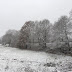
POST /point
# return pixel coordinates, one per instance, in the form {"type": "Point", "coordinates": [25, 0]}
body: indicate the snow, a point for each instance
{"type": "Point", "coordinates": [15, 60]}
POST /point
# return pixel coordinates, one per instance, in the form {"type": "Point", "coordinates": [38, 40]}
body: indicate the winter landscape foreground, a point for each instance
{"type": "Point", "coordinates": [15, 60]}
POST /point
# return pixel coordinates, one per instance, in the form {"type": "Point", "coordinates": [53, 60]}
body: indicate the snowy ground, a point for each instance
{"type": "Point", "coordinates": [15, 60]}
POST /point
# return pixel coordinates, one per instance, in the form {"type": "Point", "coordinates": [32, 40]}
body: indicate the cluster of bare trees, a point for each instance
{"type": "Point", "coordinates": [10, 38]}
{"type": "Point", "coordinates": [42, 34]}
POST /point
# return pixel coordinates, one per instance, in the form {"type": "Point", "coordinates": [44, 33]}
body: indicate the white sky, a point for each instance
{"type": "Point", "coordinates": [14, 13]}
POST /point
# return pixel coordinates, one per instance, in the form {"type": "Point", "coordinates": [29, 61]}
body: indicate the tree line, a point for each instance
{"type": "Point", "coordinates": [42, 35]}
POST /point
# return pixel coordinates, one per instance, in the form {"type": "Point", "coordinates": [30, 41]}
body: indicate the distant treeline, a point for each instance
{"type": "Point", "coordinates": [42, 35]}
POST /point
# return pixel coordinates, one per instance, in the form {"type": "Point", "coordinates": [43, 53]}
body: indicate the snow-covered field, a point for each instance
{"type": "Point", "coordinates": [15, 60]}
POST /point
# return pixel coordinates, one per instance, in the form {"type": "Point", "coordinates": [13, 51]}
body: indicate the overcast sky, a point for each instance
{"type": "Point", "coordinates": [14, 13]}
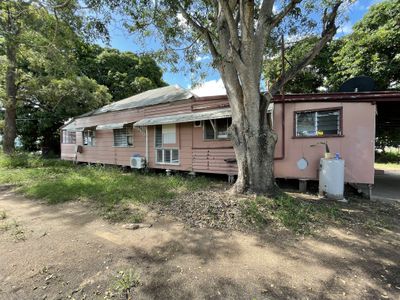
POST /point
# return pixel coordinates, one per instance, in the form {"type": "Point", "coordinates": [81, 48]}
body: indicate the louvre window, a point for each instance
{"type": "Point", "coordinates": [216, 129]}
{"type": "Point", "coordinates": [318, 123]}
{"type": "Point", "coordinates": [68, 137]}
{"type": "Point", "coordinates": [123, 137]}
{"type": "Point", "coordinates": [167, 156]}
{"type": "Point", "coordinates": [164, 135]}
{"type": "Point", "coordinates": [89, 137]}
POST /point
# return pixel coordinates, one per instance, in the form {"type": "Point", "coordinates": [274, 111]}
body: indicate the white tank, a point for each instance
{"type": "Point", "coordinates": [331, 178]}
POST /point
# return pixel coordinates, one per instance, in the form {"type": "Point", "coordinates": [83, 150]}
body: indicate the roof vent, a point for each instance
{"type": "Point", "coordinates": [358, 84]}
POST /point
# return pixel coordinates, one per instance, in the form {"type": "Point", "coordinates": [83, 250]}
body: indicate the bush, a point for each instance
{"type": "Point", "coordinates": [29, 160]}
{"type": "Point", "coordinates": [387, 157]}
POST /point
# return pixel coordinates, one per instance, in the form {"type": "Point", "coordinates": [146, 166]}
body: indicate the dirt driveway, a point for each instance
{"type": "Point", "coordinates": [65, 251]}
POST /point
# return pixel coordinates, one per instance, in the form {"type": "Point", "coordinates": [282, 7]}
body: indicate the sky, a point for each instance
{"type": "Point", "coordinates": [212, 84]}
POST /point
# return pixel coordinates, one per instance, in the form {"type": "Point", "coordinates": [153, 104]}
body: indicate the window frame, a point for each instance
{"type": "Point", "coordinates": [93, 138]}
{"type": "Point", "coordinates": [70, 137]}
{"type": "Point", "coordinates": [163, 162]}
{"type": "Point", "coordinates": [163, 148]}
{"type": "Point", "coordinates": [125, 127]}
{"type": "Point", "coordinates": [215, 131]}
{"type": "Point", "coordinates": [337, 108]}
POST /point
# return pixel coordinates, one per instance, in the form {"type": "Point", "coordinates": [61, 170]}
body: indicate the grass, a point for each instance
{"type": "Point", "coordinates": [295, 214]}
{"type": "Point", "coordinates": [15, 229]}
{"type": "Point", "coordinates": [124, 283]}
{"type": "Point", "coordinates": [387, 166]}
{"type": "Point", "coordinates": [114, 191]}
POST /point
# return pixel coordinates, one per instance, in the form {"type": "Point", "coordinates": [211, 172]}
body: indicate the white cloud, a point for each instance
{"type": "Point", "coordinates": [210, 88]}
{"type": "Point", "coordinates": [201, 58]}
{"type": "Point", "coordinates": [182, 20]}
{"type": "Point", "coordinates": [346, 28]}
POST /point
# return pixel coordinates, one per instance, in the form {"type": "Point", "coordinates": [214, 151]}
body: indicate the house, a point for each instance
{"type": "Point", "coordinates": [176, 130]}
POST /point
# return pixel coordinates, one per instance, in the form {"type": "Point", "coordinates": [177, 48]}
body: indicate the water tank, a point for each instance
{"type": "Point", "coordinates": [331, 178]}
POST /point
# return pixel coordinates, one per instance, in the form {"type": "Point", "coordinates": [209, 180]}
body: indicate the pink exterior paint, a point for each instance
{"type": "Point", "coordinates": [196, 154]}
{"type": "Point", "coordinates": [356, 146]}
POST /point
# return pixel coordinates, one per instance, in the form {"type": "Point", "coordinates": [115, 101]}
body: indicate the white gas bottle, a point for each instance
{"type": "Point", "coordinates": [331, 178]}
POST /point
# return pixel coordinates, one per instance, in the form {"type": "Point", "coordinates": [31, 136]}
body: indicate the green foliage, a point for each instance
{"type": "Point", "coordinates": [311, 78]}
{"type": "Point", "coordinates": [124, 73]}
{"type": "Point", "coordinates": [373, 48]}
{"type": "Point", "coordinates": [125, 282]}
{"type": "Point", "coordinates": [28, 160]}
{"type": "Point", "coordinates": [56, 100]}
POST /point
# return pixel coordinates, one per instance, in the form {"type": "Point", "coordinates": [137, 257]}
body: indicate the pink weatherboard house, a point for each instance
{"type": "Point", "coordinates": [171, 128]}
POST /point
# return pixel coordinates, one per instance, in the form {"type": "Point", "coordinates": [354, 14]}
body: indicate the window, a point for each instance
{"type": "Point", "coordinates": [68, 137]}
{"type": "Point", "coordinates": [89, 137]}
{"type": "Point", "coordinates": [167, 156]}
{"type": "Point", "coordinates": [216, 129]}
{"type": "Point", "coordinates": [318, 123]}
{"type": "Point", "coordinates": [164, 135]}
{"type": "Point", "coordinates": [123, 137]}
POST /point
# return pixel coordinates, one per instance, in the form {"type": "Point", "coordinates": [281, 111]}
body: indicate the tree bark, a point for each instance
{"type": "Point", "coordinates": [254, 144]}
{"type": "Point", "coordinates": [10, 129]}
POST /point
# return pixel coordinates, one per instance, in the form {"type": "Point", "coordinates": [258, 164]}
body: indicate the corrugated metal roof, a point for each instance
{"type": "Point", "coordinates": [162, 95]}
{"type": "Point", "coordinates": [189, 117]}
{"type": "Point", "coordinates": [110, 126]}
{"type": "Point", "coordinates": [72, 127]}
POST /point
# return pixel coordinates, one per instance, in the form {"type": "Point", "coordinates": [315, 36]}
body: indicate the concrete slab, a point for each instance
{"type": "Point", "coordinates": [387, 186]}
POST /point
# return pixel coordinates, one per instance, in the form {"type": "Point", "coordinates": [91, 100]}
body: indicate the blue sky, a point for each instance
{"type": "Point", "coordinates": [124, 41]}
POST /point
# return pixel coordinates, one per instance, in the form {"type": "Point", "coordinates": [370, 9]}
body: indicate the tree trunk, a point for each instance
{"type": "Point", "coordinates": [254, 144]}
{"type": "Point", "coordinates": [10, 129]}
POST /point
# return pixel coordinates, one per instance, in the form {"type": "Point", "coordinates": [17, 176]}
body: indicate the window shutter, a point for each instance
{"type": "Point", "coordinates": [158, 134]}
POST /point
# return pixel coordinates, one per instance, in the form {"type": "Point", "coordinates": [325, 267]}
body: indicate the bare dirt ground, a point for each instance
{"type": "Point", "coordinates": [67, 252]}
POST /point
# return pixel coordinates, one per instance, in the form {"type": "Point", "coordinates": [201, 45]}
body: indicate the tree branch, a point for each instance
{"type": "Point", "coordinates": [227, 11]}
{"type": "Point", "coordinates": [329, 30]}
{"type": "Point", "coordinates": [201, 29]}
{"type": "Point", "coordinates": [284, 12]}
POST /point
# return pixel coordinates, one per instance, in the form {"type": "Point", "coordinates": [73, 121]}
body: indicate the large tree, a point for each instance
{"type": "Point", "coordinates": [48, 102]}
{"type": "Point", "coordinates": [22, 23]}
{"type": "Point", "coordinates": [235, 33]}
{"type": "Point", "coordinates": [314, 77]}
{"type": "Point", "coordinates": [124, 73]}
{"type": "Point", "coordinates": [373, 48]}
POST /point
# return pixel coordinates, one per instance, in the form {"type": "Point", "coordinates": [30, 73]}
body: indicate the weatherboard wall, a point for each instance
{"type": "Point", "coordinates": [356, 145]}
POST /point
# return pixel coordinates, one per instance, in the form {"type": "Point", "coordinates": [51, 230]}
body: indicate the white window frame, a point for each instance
{"type": "Point", "coordinates": [91, 139]}
{"type": "Point", "coordinates": [163, 150]}
{"type": "Point", "coordinates": [213, 124]}
{"type": "Point", "coordinates": [128, 133]}
{"type": "Point", "coordinates": [68, 137]}
{"type": "Point", "coordinates": [316, 129]}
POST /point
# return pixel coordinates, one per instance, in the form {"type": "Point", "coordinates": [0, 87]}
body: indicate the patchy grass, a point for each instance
{"type": "Point", "coordinates": [387, 166]}
{"type": "Point", "coordinates": [295, 214]}
{"type": "Point", "coordinates": [58, 181]}
{"type": "Point", "coordinates": [124, 284]}
{"type": "Point", "coordinates": [14, 228]}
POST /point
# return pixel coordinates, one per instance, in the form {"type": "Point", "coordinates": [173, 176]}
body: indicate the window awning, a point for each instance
{"type": "Point", "coordinates": [110, 126]}
{"type": "Point", "coordinates": [72, 127]}
{"type": "Point", "coordinates": [189, 117]}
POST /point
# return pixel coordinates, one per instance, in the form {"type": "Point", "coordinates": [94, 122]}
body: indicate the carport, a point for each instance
{"type": "Point", "coordinates": [387, 182]}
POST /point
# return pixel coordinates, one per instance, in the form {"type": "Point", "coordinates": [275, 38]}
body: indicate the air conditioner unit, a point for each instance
{"type": "Point", "coordinates": [138, 162]}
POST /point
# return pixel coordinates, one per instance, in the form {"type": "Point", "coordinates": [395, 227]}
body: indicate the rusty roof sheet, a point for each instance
{"type": "Point", "coordinates": [161, 95]}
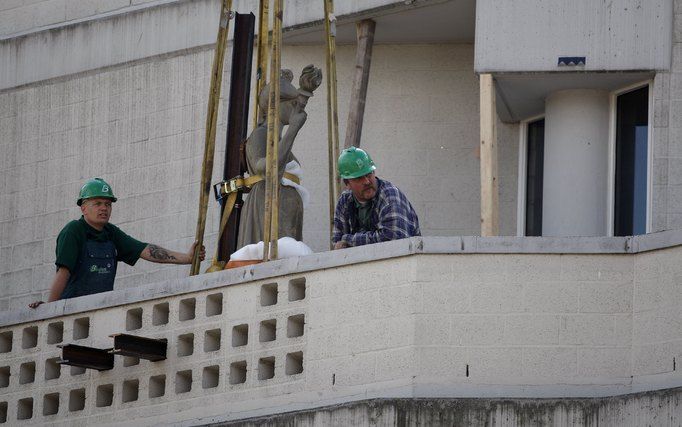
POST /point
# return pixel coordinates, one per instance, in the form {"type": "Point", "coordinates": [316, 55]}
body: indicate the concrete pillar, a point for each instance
{"type": "Point", "coordinates": [576, 163]}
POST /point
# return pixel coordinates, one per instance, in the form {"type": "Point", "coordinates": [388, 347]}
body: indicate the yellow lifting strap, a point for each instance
{"type": "Point", "coordinates": [230, 188]}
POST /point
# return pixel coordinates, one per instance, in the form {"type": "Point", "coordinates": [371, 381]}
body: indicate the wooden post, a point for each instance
{"type": "Point", "coordinates": [271, 218]}
{"type": "Point", "coordinates": [262, 54]}
{"type": "Point", "coordinates": [211, 121]}
{"type": "Point", "coordinates": [489, 184]}
{"type": "Point", "coordinates": [358, 95]}
{"type": "Point", "coordinates": [332, 115]}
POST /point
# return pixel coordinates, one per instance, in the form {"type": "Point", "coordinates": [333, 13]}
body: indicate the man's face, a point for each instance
{"type": "Point", "coordinates": [364, 188]}
{"type": "Point", "coordinates": [96, 211]}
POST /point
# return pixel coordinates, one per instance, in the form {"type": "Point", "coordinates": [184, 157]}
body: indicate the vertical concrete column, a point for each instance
{"type": "Point", "coordinates": [576, 163]}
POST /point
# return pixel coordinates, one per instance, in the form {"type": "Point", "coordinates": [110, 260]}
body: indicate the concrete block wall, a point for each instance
{"type": "Point", "coordinates": [573, 314]}
{"type": "Point", "coordinates": [667, 152]}
{"type": "Point", "coordinates": [21, 16]}
{"type": "Point", "coordinates": [141, 127]}
{"type": "Point", "coordinates": [224, 344]}
{"type": "Point", "coordinates": [426, 325]}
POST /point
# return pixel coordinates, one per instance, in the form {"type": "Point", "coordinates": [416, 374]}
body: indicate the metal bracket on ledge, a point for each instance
{"type": "Point", "coordinates": [86, 357]}
{"type": "Point", "coordinates": [140, 347]}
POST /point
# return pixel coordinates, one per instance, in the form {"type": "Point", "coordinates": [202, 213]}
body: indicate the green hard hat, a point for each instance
{"type": "Point", "coordinates": [96, 187]}
{"type": "Point", "coordinates": [354, 163]}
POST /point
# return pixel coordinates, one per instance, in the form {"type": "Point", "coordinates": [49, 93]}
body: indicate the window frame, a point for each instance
{"type": "Point", "coordinates": [611, 173]}
{"type": "Point", "coordinates": [523, 174]}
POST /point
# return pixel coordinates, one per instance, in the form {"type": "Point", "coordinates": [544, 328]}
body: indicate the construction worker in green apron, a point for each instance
{"type": "Point", "coordinates": [88, 249]}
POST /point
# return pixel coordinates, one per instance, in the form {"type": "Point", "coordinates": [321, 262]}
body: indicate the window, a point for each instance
{"type": "Point", "coordinates": [632, 128]}
{"type": "Point", "coordinates": [535, 140]}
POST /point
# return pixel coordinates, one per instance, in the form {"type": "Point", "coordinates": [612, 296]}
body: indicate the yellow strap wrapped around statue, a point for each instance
{"type": "Point", "coordinates": [239, 183]}
{"type": "Point", "coordinates": [230, 188]}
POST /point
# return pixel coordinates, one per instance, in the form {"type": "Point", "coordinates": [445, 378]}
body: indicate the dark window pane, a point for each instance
{"type": "Point", "coordinates": [632, 125]}
{"type": "Point", "coordinates": [535, 167]}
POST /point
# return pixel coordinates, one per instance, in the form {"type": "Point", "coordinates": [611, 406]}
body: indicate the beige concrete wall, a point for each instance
{"type": "Point", "coordinates": [667, 162]}
{"type": "Point", "coordinates": [467, 325]}
{"type": "Point", "coordinates": [141, 127]}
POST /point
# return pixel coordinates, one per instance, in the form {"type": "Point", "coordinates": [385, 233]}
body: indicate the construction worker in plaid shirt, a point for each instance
{"type": "Point", "coordinates": [371, 210]}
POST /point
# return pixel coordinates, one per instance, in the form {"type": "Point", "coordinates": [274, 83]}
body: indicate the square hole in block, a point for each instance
{"type": "Point", "coordinates": [130, 361]}
{"type": "Point", "coordinates": [297, 289]}
{"type": "Point", "coordinates": [6, 341]}
{"type": "Point", "coordinates": [50, 404]}
{"type": "Point", "coordinates": [268, 330]}
{"type": "Point", "coordinates": [185, 344]}
{"type": "Point", "coordinates": [295, 325]}
{"type": "Point", "coordinates": [77, 400]}
{"type": "Point", "coordinates": [187, 309]}
{"type": "Point", "coordinates": [105, 395]}
{"type": "Point", "coordinates": [238, 372]}
{"type": "Point", "coordinates": [81, 328]}
{"type": "Point", "coordinates": [29, 338]}
{"type": "Point", "coordinates": [131, 390]}
{"type": "Point", "coordinates": [25, 409]}
{"type": "Point", "coordinates": [160, 314]}
{"type": "Point", "coordinates": [27, 372]}
{"type": "Point", "coordinates": [55, 332]}
{"type": "Point", "coordinates": [157, 386]}
{"type": "Point", "coordinates": [133, 319]}
{"type": "Point", "coordinates": [212, 340]}
{"type": "Point", "coordinates": [183, 381]}
{"type": "Point", "coordinates": [210, 376]}
{"type": "Point", "coordinates": [240, 335]}
{"type": "Point", "coordinates": [4, 376]}
{"type": "Point", "coordinates": [214, 304]}
{"type": "Point", "coordinates": [77, 370]}
{"type": "Point", "coordinates": [266, 368]}
{"type": "Point", "coordinates": [52, 368]}
{"type": "Point", "coordinates": [268, 294]}
{"type": "Point", "coordinates": [294, 363]}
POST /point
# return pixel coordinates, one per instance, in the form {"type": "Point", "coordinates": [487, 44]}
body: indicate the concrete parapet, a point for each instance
{"type": "Point", "coordinates": [389, 320]}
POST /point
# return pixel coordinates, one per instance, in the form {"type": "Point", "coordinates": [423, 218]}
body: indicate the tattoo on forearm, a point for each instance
{"type": "Point", "coordinates": [160, 254]}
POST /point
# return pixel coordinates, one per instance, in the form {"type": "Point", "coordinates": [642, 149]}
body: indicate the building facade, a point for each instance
{"type": "Point", "coordinates": [589, 120]}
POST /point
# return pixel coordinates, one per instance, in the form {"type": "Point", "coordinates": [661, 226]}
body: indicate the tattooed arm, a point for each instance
{"type": "Point", "coordinates": [158, 254]}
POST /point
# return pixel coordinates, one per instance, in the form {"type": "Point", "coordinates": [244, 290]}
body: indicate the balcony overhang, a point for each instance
{"type": "Point", "coordinates": [522, 95]}
{"type": "Point", "coordinates": [428, 245]}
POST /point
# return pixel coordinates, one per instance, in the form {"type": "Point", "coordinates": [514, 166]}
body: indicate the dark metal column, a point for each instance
{"type": "Point", "coordinates": [237, 121]}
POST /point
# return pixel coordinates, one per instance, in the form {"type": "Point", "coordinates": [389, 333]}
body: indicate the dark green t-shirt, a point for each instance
{"type": "Point", "coordinates": [73, 236]}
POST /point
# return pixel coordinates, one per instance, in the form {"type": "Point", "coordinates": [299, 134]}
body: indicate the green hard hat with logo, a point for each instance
{"type": "Point", "coordinates": [354, 163]}
{"type": "Point", "coordinates": [96, 187]}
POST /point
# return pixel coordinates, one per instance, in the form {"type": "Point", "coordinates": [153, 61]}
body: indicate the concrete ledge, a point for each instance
{"type": "Point", "coordinates": [363, 254]}
{"type": "Point", "coordinates": [652, 408]}
{"type": "Point", "coordinates": [138, 32]}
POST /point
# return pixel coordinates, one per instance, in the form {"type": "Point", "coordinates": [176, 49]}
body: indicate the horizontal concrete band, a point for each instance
{"type": "Point", "coordinates": [420, 411]}
{"type": "Point", "coordinates": [319, 261]}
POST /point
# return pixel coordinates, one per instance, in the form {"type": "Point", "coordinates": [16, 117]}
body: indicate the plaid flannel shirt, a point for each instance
{"type": "Point", "coordinates": [392, 217]}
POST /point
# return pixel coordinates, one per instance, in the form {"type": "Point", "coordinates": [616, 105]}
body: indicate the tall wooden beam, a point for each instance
{"type": "Point", "coordinates": [211, 124]}
{"type": "Point", "coordinates": [332, 114]}
{"type": "Point", "coordinates": [363, 59]}
{"type": "Point", "coordinates": [489, 185]}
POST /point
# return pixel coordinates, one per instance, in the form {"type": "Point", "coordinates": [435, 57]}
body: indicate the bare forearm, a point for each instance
{"type": "Point", "coordinates": [58, 283]}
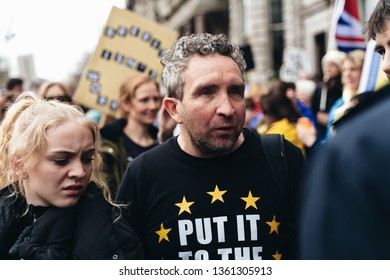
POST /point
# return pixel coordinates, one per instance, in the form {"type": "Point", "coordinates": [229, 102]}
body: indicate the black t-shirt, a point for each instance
{"type": "Point", "coordinates": [226, 207]}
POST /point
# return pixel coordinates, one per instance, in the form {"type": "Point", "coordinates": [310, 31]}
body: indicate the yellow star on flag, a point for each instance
{"type": "Point", "coordinates": [250, 200]}
{"type": "Point", "coordinates": [163, 233]}
{"type": "Point", "coordinates": [217, 194]}
{"type": "Point", "coordinates": [277, 256]}
{"type": "Point", "coordinates": [184, 205]}
{"type": "Point", "coordinates": [274, 226]}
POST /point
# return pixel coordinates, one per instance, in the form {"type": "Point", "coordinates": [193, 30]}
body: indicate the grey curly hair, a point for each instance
{"type": "Point", "coordinates": [176, 59]}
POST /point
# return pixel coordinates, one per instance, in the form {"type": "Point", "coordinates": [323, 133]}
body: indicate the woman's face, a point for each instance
{"type": "Point", "coordinates": [54, 91]}
{"type": "Point", "coordinates": [351, 73]}
{"type": "Point", "coordinates": [145, 104]}
{"type": "Point", "coordinates": [61, 176]}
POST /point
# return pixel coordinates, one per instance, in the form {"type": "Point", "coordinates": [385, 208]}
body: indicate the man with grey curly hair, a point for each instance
{"type": "Point", "coordinates": [209, 192]}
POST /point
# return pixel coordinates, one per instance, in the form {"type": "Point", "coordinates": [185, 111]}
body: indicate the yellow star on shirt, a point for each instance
{"type": "Point", "coordinates": [184, 205]}
{"type": "Point", "coordinates": [250, 200]}
{"type": "Point", "coordinates": [274, 226]}
{"type": "Point", "coordinates": [277, 256]}
{"type": "Point", "coordinates": [163, 233]}
{"type": "Point", "coordinates": [217, 194]}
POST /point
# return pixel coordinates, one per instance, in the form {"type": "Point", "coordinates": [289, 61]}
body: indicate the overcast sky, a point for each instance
{"type": "Point", "coordinates": [58, 33]}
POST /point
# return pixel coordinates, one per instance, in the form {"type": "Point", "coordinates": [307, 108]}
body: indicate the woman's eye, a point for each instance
{"type": "Point", "coordinates": [60, 162]}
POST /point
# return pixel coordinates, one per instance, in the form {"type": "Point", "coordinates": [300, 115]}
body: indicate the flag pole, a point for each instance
{"type": "Point", "coordinates": [337, 10]}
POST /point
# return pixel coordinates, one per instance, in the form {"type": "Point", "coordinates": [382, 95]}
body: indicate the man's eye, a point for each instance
{"type": "Point", "coordinates": [205, 92]}
{"type": "Point", "coordinates": [87, 159]}
{"type": "Point", "coordinates": [380, 51]}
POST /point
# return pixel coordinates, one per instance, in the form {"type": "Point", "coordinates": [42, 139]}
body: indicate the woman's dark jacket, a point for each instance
{"type": "Point", "coordinates": [84, 231]}
{"type": "Point", "coordinates": [115, 154]}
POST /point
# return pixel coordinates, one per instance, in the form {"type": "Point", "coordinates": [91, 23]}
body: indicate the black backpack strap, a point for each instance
{"type": "Point", "coordinates": [274, 150]}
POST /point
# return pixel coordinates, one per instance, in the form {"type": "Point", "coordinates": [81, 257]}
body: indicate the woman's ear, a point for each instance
{"type": "Point", "coordinates": [172, 106]}
{"type": "Point", "coordinates": [17, 166]}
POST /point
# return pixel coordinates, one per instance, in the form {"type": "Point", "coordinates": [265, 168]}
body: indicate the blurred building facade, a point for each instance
{"type": "Point", "coordinates": [263, 28]}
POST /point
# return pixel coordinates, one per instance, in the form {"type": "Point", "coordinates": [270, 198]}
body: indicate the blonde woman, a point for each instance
{"type": "Point", "coordinates": [54, 202]}
{"type": "Point", "coordinates": [351, 70]}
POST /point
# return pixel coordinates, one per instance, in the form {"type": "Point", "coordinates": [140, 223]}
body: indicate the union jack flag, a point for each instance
{"type": "Point", "coordinates": [349, 34]}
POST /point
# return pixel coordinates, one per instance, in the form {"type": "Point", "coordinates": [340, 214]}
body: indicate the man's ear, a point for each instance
{"type": "Point", "coordinates": [172, 107]}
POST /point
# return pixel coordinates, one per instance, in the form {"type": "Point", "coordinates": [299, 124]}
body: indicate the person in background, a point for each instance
{"type": "Point", "coordinates": [251, 113]}
{"type": "Point", "coordinates": [134, 132]}
{"type": "Point", "coordinates": [307, 126]}
{"type": "Point", "coordinates": [351, 69]}
{"type": "Point", "coordinates": [344, 201]}
{"type": "Point", "coordinates": [328, 91]}
{"type": "Point", "coordinates": [14, 87]}
{"type": "Point", "coordinates": [209, 193]}
{"type": "Point", "coordinates": [54, 201]}
{"type": "Point", "coordinates": [280, 114]}
{"type": "Point", "coordinates": [55, 90]}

☆ ☆ ☆ ☆ ☆

→ **Short task**:
Gather every line above that contains the string "facade". Case matters.

→ **Exercise output**:
body: indicate the building facade, a point for each instance
body: indicate the blurred building facade, a point for each instance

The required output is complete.